● PROBLEM TO WORK ON: Pictures aside, quote the whole listing exactly.

(Dataset records)
--- BEGIN ---

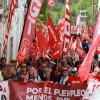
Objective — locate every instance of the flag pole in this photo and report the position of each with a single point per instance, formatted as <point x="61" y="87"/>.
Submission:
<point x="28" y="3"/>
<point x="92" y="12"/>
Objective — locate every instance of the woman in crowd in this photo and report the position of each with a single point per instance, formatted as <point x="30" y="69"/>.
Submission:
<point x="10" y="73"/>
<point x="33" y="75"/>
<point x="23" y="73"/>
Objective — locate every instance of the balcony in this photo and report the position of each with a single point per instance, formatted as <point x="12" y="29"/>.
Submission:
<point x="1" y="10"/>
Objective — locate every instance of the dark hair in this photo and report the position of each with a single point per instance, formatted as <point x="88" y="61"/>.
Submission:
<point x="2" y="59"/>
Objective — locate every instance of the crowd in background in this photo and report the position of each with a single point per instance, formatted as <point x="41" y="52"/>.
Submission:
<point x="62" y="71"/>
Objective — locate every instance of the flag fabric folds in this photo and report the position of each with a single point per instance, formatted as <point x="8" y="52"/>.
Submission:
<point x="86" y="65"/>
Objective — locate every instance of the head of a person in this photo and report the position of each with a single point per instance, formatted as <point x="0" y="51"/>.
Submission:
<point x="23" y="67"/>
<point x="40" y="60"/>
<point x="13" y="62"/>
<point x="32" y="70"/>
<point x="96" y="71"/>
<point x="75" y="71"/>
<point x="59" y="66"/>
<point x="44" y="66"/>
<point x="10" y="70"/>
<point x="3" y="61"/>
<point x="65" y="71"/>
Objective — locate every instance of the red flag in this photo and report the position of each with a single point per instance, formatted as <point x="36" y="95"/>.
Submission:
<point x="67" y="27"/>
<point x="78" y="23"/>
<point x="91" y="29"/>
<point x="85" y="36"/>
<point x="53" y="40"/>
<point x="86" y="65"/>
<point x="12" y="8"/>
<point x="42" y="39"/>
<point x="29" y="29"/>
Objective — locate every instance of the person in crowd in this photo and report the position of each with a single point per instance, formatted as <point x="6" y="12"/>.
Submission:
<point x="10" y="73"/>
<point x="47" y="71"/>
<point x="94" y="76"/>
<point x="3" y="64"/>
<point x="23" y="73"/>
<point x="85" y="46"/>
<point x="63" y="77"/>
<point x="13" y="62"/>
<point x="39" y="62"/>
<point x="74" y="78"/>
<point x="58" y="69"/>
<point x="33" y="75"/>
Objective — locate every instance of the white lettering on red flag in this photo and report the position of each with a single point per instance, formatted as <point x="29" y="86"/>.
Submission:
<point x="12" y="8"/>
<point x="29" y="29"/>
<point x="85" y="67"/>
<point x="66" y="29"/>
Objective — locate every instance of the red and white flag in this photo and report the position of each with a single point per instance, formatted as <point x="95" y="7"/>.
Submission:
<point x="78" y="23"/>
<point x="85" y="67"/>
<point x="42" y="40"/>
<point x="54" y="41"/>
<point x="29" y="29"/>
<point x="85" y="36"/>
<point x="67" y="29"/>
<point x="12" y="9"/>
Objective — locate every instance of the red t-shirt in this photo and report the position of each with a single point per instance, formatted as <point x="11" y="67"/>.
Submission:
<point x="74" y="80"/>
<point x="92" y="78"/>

--- END ---

● RESPONSE TO THIS TASK:
Objective — locate every instance of the flag pole in this photo and report the position of each with a single point per instance, formatted as <point x="61" y="87"/>.
Submission:
<point x="28" y="3"/>
<point x="92" y="12"/>
Objective — locate every instance of the woman in crowd in this photo and report the position of each with a single point per instance, formatted as <point x="30" y="69"/>.
Submission:
<point x="10" y="73"/>
<point x="33" y="75"/>
<point x="23" y="73"/>
Objective — locate every instance of the balcony in this photo and report the position of each with a single point per instance, formatted as <point x="12" y="29"/>.
Submission:
<point x="1" y="10"/>
Objective — locate every instance of the dark hair in this photo and report the position of each with a single point per instance, formatted as <point x="88" y="61"/>.
Submission:
<point x="2" y="59"/>
Objective — locate every instance of the crowd in background in this photo and report the position of each with a single point per instance, formatted as <point x="41" y="52"/>.
Submission:
<point x="62" y="71"/>
Objective — locate every instance of the flag fabric folds in this photo and report the position of each with a single point per instance, formatted as <point x="8" y="52"/>.
Submission:
<point x="86" y="65"/>
Objective — locate every instance of the head of a person in this photo and report the position of each with a single point per instance, formatted as <point x="0" y="51"/>.
Submission:
<point x="23" y="67"/>
<point x="40" y="60"/>
<point x="13" y="62"/>
<point x="32" y="70"/>
<point x="96" y="71"/>
<point x="75" y="71"/>
<point x="59" y="66"/>
<point x="44" y="66"/>
<point x="10" y="70"/>
<point x="3" y="61"/>
<point x="65" y="71"/>
Objective — locate every instance of the red flag in this photo and report the position of each with a single point per instance, formatted as <point x="36" y="95"/>.
Submission:
<point x="67" y="27"/>
<point x="78" y="23"/>
<point x="91" y="29"/>
<point x="85" y="36"/>
<point x="53" y="40"/>
<point x="86" y="65"/>
<point x="12" y="8"/>
<point x="42" y="39"/>
<point x="29" y="29"/>
Objective — locate every instance of the person in crowd in this photo and report the position of each with a single point per instance, formatted as <point x="6" y="12"/>.
Submission:
<point x="10" y="73"/>
<point x="47" y="71"/>
<point x="94" y="76"/>
<point x="3" y="64"/>
<point x="23" y="73"/>
<point x="85" y="46"/>
<point x="63" y="77"/>
<point x="13" y="62"/>
<point x="39" y="62"/>
<point x="74" y="78"/>
<point x="58" y="69"/>
<point x="33" y="75"/>
Objective — locate every instance of the white lettering on red flag in this photo and report the position of each with a single point per instance, formatted as <point x="29" y="86"/>.
Submission:
<point x="12" y="8"/>
<point x="29" y="29"/>
<point x="85" y="67"/>
<point x="66" y="29"/>
Objective — locate every instance of the red and white flag in this photo and report the position of each with a single point per instance, formatted as <point x="95" y="7"/>.
Submission:
<point x="78" y="23"/>
<point x="85" y="67"/>
<point x="42" y="40"/>
<point x="54" y="41"/>
<point x="29" y="29"/>
<point x="85" y="36"/>
<point x="67" y="29"/>
<point x="12" y="9"/>
Objective — locate every instance of the red t-shirt in this photo and report the position of each with a single point per instance, formatted as <point x="11" y="67"/>.
Submission:
<point x="74" y="80"/>
<point x="92" y="78"/>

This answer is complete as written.